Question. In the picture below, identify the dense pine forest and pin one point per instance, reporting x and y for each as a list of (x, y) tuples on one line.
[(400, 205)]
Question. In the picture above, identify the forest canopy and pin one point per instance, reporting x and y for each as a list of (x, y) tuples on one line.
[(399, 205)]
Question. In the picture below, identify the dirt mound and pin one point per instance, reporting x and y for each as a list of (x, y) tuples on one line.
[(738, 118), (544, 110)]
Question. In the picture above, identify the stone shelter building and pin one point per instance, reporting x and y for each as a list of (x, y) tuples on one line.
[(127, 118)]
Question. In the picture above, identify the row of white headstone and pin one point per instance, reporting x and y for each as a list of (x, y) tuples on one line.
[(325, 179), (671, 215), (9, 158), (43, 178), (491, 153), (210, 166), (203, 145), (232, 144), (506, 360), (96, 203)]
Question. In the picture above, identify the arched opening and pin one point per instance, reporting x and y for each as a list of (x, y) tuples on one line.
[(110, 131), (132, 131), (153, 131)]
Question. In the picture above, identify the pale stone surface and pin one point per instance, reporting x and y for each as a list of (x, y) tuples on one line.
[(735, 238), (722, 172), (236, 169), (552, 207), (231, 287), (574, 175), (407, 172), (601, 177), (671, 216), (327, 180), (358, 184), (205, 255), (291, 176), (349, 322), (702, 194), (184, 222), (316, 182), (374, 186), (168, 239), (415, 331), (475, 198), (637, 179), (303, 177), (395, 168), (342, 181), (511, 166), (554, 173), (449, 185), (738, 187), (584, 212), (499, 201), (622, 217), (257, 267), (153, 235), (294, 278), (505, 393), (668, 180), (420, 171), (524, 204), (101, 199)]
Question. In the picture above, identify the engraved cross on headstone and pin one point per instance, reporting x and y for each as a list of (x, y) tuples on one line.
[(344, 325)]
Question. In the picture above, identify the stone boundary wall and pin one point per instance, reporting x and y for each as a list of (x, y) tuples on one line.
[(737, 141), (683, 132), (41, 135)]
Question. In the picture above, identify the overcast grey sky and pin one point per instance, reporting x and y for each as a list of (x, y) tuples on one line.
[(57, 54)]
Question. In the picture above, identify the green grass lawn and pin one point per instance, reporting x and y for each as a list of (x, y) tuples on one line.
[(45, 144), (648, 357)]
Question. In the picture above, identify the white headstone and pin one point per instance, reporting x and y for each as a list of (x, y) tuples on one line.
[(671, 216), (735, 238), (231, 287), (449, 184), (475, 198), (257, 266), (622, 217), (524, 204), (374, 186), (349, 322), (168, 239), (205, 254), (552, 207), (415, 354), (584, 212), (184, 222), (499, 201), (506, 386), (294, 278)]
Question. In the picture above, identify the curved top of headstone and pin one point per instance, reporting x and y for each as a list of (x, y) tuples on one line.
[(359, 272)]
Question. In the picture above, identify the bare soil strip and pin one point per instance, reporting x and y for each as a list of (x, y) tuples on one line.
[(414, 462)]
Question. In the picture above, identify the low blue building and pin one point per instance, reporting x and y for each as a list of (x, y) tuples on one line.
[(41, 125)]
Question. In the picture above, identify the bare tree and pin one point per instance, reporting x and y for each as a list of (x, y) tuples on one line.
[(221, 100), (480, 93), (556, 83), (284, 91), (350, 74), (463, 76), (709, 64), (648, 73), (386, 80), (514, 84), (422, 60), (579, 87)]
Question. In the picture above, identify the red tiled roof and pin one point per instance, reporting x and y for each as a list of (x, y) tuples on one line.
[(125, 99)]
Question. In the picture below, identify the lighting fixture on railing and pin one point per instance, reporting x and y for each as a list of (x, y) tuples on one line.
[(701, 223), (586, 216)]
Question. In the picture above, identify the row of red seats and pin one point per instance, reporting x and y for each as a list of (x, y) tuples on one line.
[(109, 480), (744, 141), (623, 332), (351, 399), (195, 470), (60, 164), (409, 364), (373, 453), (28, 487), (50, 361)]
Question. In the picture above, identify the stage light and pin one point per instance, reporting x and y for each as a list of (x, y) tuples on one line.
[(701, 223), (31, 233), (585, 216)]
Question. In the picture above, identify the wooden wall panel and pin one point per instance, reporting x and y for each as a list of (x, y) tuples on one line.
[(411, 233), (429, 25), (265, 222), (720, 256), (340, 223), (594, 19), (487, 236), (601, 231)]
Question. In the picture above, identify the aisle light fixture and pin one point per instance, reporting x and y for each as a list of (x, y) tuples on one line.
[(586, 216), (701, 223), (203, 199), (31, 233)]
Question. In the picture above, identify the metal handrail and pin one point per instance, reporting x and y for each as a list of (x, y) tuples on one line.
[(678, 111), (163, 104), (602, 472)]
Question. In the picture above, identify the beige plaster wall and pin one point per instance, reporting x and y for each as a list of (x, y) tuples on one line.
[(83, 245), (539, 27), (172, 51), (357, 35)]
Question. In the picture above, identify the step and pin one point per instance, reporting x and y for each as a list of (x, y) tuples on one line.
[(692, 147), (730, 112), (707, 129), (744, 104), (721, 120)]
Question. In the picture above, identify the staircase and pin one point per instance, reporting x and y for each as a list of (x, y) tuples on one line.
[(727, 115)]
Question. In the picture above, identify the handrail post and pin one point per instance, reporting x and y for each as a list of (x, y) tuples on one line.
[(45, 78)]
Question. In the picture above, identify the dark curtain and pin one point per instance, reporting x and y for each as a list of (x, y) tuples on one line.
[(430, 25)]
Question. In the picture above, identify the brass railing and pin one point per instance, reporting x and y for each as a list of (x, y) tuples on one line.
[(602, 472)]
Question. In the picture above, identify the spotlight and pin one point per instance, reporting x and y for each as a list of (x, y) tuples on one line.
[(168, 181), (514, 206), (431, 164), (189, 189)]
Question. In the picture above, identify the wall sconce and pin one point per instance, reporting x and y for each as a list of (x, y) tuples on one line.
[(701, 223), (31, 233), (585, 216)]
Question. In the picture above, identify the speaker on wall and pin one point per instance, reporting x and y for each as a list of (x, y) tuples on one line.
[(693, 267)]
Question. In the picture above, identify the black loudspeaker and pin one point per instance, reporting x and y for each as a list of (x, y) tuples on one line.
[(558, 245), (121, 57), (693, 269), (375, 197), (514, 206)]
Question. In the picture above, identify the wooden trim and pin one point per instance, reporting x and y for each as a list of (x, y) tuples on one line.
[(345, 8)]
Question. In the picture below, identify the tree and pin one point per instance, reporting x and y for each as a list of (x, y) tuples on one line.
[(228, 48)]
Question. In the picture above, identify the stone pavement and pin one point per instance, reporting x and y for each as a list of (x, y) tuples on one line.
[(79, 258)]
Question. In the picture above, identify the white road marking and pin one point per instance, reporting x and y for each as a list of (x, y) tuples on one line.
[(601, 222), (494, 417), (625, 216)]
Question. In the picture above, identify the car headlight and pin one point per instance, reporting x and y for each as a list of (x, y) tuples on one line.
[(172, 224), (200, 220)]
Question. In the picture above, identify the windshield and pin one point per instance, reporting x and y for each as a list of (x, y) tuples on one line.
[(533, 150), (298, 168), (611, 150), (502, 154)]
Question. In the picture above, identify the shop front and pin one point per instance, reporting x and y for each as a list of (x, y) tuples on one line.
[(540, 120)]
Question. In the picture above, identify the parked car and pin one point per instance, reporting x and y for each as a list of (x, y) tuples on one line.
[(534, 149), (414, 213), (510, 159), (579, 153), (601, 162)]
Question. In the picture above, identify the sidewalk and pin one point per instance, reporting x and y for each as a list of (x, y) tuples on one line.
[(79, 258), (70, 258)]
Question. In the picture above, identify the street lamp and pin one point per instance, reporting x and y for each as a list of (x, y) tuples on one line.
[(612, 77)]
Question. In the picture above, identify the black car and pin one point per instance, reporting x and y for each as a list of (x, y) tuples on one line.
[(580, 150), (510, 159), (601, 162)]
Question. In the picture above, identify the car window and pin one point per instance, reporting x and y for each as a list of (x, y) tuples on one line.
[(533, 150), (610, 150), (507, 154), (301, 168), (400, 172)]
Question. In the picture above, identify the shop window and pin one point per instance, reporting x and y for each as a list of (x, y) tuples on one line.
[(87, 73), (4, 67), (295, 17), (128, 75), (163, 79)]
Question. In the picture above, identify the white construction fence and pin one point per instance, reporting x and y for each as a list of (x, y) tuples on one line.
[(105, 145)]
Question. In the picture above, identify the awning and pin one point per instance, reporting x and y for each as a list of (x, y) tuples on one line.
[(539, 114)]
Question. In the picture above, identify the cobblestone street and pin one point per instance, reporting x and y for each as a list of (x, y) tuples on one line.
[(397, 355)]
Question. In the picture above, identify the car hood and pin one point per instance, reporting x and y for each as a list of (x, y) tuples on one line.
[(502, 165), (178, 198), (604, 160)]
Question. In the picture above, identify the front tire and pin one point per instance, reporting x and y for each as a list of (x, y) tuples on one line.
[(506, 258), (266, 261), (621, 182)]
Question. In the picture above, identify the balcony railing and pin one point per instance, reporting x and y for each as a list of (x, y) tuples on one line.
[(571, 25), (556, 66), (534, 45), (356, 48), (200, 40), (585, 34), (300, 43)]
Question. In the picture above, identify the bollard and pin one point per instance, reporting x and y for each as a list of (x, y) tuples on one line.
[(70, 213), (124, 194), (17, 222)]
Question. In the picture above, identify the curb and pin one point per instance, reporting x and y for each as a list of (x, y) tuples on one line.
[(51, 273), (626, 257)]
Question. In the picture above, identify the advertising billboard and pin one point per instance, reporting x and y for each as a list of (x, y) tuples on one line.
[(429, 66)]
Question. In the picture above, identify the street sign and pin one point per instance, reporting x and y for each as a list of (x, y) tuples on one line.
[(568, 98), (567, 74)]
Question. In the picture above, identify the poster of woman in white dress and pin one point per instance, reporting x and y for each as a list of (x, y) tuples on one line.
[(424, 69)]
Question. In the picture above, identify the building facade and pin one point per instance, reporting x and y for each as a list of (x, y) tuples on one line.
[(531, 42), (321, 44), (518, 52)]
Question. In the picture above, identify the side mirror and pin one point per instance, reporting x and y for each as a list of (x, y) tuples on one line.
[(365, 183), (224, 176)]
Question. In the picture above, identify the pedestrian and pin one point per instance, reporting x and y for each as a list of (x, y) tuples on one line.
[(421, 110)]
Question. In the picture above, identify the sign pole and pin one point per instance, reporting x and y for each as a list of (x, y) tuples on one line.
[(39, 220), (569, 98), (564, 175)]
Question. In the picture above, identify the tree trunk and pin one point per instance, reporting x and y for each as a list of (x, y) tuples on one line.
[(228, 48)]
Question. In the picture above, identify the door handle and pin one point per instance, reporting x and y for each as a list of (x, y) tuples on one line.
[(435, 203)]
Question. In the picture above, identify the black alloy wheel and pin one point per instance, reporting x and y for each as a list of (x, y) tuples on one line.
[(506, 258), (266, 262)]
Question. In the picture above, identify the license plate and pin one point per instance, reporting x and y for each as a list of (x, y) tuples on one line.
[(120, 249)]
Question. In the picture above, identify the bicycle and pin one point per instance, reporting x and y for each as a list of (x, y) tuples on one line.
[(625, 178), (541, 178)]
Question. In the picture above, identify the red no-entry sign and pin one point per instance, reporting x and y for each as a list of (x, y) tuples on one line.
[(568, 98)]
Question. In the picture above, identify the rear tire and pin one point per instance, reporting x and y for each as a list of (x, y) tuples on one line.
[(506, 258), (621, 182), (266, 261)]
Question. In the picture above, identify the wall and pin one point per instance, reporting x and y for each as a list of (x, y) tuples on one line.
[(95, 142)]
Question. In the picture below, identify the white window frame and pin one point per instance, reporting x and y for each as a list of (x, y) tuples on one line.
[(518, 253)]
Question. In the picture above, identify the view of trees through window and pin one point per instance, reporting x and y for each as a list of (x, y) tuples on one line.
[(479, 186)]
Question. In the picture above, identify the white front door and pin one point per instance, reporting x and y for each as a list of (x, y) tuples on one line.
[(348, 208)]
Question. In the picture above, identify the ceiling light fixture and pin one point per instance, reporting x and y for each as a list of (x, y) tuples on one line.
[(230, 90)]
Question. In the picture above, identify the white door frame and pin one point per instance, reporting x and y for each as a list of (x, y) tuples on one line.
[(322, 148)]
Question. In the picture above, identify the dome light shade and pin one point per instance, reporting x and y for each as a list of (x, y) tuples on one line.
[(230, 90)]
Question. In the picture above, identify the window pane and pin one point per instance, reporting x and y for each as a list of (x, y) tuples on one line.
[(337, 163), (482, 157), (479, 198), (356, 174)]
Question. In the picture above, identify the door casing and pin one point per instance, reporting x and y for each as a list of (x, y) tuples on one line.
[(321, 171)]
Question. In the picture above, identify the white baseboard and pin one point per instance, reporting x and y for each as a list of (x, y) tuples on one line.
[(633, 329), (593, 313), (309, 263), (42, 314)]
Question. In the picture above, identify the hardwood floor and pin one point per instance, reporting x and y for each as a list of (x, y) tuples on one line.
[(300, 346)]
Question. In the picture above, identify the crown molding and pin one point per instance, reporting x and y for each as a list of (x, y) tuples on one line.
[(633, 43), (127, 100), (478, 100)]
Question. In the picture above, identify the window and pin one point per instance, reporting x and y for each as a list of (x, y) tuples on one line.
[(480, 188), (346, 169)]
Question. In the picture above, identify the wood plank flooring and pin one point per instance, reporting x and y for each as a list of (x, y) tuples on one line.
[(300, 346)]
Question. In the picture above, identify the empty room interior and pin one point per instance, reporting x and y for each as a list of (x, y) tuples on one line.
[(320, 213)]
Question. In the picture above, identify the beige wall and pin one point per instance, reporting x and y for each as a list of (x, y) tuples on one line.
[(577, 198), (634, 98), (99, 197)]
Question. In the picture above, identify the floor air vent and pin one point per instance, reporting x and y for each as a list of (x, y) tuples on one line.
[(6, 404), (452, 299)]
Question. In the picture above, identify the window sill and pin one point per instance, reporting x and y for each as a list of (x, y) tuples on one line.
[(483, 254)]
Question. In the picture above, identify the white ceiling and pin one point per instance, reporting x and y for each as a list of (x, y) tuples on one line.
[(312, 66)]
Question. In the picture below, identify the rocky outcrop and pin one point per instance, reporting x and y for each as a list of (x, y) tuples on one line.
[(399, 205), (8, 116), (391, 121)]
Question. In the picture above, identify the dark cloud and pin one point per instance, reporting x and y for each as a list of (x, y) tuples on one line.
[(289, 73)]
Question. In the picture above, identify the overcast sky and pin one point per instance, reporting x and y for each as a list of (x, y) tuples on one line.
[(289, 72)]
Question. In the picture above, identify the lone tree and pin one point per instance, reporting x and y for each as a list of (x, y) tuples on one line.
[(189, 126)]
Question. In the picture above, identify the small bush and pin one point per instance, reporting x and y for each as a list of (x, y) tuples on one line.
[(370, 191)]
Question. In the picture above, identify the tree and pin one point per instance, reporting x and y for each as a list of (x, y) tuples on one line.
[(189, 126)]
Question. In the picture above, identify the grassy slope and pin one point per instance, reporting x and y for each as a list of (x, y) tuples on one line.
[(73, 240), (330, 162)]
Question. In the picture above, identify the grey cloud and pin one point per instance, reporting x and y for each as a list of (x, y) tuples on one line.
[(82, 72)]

+++++

→ **Problem to work on**:
Rewrite the items from the line containing "Question. In the picture above, identify the small" through the end of the items, replacing "pin one point per instance" with "place one point on each instance" and leaving everything else unchanged.

→ **Response to the task**:
Question. In the picture above, identify the small bush and place one point on each instance, reporting x and y for each as a list of (x, y) tuples on one line.
[(370, 191)]
Question. In the picture above, identify the tree and place one point on each instance, reporting x and y for each as a list of (x, y) tuples on one line.
[(189, 126)]
Question. In the picture above, identify the grassy slope and place one point on each instance, reporting x and y for each as a list of (x, y) tuples on one line.
[(73, 240), (330, 162)]
Question. In the picture above, identify the grey cloud and place one point on each instance, reporting x and y for each as a list of (x, y) tuples on one line.
[(82, 72)]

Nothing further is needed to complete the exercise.